◆ What the task asks ◆
List every line in the items below that contains the word "sheep". Copy each such line in full.

◆ Entries provided ◆
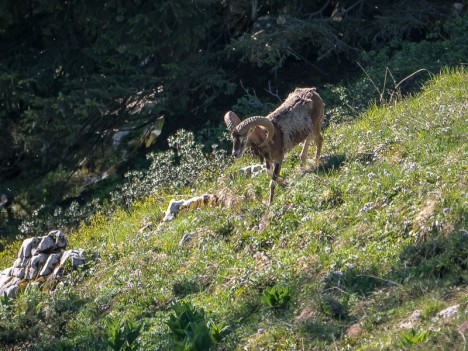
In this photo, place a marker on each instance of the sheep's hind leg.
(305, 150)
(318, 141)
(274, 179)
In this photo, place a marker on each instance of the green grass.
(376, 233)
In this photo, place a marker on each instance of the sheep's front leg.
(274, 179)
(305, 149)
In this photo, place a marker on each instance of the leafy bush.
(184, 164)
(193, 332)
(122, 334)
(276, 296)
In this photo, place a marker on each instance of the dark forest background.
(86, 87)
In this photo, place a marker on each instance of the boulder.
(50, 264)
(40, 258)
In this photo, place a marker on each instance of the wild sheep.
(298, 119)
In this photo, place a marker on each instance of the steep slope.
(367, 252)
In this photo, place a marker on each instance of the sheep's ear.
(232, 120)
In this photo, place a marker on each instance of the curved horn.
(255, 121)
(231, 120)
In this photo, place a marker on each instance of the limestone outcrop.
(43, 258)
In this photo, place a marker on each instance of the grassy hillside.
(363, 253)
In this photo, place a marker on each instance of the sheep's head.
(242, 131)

==

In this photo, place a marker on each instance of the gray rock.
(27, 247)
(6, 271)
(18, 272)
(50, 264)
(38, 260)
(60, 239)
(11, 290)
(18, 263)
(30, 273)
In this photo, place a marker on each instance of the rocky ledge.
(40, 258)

◆ The response ◆
In this photo, place a marker on each instance of the sheep's hind leg.
In this photo, place a marker on each instance of the sheep's front leg.
In this photo, place a marker on each instance of the wild sheep.
In this photo, place a marker on each instance of the sheep's ear.
In this photo, place a marker on each instance of the sheep's head.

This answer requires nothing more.